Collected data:
————————

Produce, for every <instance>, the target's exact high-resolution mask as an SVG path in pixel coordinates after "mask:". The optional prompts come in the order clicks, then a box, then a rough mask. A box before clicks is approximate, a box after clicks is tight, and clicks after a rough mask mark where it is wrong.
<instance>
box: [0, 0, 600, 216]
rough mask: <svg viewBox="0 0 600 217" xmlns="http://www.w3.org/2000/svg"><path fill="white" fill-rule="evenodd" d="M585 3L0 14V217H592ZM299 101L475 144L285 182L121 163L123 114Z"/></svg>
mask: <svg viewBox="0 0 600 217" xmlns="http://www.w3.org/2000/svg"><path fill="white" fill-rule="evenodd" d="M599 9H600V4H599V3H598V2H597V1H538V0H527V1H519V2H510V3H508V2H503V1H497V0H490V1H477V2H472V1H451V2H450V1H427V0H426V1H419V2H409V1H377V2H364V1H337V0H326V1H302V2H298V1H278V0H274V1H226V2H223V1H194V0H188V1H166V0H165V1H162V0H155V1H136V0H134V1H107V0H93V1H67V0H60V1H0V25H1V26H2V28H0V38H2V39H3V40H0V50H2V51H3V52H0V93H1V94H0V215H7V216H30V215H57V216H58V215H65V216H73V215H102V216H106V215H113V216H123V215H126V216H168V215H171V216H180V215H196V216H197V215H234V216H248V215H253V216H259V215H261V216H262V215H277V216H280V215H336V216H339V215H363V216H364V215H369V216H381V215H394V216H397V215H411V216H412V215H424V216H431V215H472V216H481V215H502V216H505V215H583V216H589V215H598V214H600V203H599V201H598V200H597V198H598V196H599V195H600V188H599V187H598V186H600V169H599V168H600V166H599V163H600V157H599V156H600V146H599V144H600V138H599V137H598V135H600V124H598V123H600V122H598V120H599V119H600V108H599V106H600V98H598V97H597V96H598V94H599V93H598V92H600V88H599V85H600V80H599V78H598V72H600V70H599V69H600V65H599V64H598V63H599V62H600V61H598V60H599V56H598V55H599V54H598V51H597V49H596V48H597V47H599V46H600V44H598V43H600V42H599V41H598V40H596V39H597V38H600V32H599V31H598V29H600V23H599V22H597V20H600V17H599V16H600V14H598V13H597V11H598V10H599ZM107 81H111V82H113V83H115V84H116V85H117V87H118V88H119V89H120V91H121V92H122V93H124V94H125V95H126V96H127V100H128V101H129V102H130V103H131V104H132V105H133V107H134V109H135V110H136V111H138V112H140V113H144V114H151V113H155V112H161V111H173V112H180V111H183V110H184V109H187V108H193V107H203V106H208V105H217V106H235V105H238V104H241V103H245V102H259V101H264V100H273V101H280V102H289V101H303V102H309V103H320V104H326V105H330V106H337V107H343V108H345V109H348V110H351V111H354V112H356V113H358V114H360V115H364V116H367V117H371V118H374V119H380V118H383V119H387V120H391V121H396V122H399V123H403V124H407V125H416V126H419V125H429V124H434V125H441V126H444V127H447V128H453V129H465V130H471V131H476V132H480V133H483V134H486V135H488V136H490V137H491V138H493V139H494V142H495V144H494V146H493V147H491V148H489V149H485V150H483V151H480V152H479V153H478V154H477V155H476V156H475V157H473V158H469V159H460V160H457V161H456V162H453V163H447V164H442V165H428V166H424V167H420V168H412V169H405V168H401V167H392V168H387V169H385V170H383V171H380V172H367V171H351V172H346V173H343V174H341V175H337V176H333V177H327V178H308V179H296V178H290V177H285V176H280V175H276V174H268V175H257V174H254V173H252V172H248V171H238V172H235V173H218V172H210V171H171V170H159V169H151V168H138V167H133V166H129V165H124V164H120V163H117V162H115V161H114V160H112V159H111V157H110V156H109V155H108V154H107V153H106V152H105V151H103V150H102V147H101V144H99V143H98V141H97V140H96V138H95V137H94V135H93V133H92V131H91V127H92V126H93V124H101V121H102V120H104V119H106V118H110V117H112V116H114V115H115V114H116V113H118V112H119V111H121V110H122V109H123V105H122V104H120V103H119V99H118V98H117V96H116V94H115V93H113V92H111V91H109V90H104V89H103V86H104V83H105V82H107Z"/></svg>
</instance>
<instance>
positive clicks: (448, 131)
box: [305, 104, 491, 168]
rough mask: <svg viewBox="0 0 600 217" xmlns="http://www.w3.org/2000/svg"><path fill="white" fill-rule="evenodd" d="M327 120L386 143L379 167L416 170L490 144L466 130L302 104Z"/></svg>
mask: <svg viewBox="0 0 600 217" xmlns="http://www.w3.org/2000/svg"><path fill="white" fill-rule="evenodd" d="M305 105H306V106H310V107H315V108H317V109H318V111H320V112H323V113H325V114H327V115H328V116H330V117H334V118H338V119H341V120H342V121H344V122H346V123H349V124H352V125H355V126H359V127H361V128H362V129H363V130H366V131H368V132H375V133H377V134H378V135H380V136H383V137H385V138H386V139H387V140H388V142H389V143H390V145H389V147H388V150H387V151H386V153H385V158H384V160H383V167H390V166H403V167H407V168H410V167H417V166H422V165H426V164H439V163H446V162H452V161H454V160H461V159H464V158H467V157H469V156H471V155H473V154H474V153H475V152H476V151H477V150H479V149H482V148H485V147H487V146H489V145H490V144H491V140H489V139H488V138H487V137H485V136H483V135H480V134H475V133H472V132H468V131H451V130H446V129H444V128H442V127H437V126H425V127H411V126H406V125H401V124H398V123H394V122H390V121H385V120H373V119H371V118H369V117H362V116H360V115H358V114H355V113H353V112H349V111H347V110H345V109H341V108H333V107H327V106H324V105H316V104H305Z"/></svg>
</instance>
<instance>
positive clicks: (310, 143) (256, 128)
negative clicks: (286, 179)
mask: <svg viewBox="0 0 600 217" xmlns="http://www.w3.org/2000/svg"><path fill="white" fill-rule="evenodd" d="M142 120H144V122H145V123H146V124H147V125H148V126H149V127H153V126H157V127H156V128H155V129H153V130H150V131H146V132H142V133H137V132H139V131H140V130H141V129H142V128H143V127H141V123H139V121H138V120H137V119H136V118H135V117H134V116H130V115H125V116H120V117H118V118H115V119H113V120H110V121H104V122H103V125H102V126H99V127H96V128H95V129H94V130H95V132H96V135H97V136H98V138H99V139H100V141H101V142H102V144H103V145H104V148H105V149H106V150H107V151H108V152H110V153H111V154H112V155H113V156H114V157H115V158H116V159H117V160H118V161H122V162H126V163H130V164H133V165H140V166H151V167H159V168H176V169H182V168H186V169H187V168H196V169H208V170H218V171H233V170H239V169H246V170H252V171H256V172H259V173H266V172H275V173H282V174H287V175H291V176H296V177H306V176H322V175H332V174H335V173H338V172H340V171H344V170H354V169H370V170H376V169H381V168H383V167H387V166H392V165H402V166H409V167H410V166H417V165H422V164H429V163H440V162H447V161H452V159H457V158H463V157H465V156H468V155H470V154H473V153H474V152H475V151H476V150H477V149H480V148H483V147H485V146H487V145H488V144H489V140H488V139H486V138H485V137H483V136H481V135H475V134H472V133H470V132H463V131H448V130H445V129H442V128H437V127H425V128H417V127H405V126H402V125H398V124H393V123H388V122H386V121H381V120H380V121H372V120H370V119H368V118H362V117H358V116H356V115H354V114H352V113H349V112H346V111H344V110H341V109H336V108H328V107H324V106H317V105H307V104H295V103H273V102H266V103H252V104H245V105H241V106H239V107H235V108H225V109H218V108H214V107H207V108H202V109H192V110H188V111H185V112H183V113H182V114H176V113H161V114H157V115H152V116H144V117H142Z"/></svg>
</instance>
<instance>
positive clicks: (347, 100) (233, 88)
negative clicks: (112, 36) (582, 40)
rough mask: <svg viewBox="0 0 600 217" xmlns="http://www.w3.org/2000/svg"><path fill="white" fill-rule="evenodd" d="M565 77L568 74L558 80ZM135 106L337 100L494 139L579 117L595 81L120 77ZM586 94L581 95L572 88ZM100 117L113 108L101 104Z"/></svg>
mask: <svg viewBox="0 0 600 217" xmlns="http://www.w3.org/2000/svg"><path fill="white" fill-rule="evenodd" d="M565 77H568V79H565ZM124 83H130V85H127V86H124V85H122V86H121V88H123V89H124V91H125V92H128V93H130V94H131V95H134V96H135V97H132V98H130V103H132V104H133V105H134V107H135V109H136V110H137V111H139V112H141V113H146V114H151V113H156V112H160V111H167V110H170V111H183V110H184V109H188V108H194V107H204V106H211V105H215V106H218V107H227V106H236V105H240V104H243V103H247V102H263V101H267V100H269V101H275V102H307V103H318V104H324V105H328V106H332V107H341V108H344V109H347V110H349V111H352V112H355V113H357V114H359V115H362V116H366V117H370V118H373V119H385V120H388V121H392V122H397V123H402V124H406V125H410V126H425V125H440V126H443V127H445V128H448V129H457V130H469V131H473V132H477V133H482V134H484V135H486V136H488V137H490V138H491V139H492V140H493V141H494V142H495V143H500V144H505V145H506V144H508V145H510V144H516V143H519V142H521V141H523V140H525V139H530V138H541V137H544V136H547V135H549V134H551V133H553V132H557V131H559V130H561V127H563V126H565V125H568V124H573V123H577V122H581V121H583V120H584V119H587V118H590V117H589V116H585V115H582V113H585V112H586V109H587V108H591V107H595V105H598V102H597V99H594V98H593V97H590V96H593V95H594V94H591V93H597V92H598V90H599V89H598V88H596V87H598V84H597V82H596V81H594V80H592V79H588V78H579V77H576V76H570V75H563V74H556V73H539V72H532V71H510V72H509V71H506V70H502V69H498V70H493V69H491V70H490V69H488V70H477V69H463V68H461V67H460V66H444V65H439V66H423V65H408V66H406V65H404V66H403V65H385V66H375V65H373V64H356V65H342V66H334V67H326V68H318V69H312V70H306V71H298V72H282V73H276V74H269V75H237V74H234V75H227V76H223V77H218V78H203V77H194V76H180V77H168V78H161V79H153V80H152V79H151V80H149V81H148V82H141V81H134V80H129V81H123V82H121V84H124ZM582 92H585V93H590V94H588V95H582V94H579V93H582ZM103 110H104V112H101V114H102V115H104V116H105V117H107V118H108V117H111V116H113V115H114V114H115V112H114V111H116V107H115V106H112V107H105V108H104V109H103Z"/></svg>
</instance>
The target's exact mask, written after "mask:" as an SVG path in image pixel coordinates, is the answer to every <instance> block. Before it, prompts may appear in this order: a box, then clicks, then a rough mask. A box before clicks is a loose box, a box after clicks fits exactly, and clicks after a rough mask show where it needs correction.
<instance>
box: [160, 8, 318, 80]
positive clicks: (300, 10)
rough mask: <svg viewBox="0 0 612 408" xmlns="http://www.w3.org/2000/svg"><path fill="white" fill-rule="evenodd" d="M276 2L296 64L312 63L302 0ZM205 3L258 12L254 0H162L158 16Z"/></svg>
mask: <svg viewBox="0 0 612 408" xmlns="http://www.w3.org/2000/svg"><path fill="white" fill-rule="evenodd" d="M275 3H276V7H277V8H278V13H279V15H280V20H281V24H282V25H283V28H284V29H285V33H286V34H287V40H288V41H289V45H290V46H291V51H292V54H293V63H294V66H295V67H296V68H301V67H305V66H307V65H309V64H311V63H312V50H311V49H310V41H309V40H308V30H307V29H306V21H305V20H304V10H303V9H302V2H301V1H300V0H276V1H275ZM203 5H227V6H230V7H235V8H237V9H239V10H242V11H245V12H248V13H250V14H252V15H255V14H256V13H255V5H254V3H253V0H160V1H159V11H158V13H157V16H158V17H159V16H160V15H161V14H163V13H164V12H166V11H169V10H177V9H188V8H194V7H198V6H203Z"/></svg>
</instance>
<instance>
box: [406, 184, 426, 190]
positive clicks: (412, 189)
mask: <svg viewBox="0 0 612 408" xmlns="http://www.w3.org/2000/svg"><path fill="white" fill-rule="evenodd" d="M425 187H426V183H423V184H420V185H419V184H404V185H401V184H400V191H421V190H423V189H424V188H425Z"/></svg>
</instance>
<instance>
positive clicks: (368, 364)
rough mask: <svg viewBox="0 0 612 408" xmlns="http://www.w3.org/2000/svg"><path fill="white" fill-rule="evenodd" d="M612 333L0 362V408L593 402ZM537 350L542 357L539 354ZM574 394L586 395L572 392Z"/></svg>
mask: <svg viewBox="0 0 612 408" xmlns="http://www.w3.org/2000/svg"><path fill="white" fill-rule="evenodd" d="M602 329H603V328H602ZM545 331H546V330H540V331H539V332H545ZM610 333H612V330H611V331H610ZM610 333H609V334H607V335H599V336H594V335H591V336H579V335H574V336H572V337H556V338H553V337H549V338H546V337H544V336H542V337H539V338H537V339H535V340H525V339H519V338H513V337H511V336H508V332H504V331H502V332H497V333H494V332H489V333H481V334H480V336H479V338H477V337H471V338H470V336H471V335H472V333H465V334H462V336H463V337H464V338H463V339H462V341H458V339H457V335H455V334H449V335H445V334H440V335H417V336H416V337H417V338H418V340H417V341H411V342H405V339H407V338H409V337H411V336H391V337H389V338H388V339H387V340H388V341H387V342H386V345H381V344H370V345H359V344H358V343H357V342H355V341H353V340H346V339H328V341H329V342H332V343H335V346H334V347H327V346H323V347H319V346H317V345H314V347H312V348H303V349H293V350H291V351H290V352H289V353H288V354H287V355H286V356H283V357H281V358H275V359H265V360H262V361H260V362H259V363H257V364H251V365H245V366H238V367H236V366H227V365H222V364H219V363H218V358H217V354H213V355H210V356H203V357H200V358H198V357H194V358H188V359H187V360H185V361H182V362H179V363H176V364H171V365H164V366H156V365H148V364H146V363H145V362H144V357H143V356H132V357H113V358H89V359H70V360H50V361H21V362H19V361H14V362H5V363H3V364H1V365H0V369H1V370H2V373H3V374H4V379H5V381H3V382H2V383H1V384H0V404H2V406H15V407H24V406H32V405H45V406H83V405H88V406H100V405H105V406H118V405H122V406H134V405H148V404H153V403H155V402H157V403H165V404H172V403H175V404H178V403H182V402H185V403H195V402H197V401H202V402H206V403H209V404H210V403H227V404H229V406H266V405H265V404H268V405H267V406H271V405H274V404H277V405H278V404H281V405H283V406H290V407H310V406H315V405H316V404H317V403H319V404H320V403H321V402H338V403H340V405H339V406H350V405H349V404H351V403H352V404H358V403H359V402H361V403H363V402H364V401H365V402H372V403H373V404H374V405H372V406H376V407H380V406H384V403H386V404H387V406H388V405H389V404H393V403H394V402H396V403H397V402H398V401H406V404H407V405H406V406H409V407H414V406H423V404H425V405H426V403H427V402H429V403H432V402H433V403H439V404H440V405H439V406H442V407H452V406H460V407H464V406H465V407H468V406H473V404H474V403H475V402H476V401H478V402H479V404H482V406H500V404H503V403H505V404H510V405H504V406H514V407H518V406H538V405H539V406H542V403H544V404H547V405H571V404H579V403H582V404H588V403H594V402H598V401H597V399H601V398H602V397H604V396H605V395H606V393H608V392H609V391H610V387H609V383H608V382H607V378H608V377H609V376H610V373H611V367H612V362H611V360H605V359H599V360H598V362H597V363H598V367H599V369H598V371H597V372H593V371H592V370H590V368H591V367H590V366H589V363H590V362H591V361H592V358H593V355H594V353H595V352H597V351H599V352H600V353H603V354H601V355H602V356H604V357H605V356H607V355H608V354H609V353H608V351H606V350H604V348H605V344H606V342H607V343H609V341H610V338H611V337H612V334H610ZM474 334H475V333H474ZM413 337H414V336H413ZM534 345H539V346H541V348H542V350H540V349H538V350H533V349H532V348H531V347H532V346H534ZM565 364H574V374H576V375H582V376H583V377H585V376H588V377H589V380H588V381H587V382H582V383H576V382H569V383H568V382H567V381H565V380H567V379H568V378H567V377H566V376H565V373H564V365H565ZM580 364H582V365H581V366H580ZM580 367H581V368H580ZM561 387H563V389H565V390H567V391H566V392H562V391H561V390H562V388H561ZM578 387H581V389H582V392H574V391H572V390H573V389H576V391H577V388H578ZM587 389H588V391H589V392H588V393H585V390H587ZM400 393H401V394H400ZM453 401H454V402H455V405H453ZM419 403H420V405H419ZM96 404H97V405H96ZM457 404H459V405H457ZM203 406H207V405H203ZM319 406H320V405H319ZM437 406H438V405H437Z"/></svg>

————————

Your objective = Using the data above, transcribe the lines that run from the line with "box: [305, 104, 491, 168]" to the line with "positive clicks: (310, 143) (256, 128)", both ends kept, and output nothing else.

Reply to the task =
box: [305, 104, 491, 168]
rough mask: <svg viewBox="0 0 600 217" xmlns="http://www.w3.org/2000/svg"><path fill="white" fill-rule="evenodd" d="M327 120L386 143L379 167L416 170L490 144L466 130L302 104Z"/></svg>
mask: <svg viewBox="0 0 600 217" xmlns="http://www.w3.org/2000/svg"><path fill="white" fill-rule="evenodd" d="M305 105H306V106H310V107H315V108H317V109H318V111H320V112H323V113H325V114H327V115H328V116H330V117H334V118H338V119H341V120H342V121H344V122H346V123H349V124H352V125H355V126H359V127H361V128H362V129H363V130H366V131H368V132H375V133H377V134H378V135H380V136H383V137H385V138H386V139H387V140H388V142H389V143H390V145H389V147H388V150H387V151H386V153H385V158H384V160H383V167H390V166H403V167H407V168H410V167H417V166H422V165H426V164H439V163H446V162H452V161H454V160H461V159H464V158H467V157H469V156H471V155H473V154H474V153H475V152H476V151H477V150H479V149H482V148H485V147H487V146H489V145H490V144H491V140H489V139H488V138H487V137H485V136H483V135H480V134H475V133H472V132H468V131H451V130H446V129H444V128H442V127H437V126H425V127H411V126H406V125H401V124H398V123H394V122H390V121H385V120H373V119H371V118H369V117H362V116H360V115H358V114H355V113H353V112H349V111H347V110H345V109H341V108H333V107H327V106H324V105H316V104H305Z"/></svg>
</instance>
<instance>
positive clicks: (310, 143) (256, 128)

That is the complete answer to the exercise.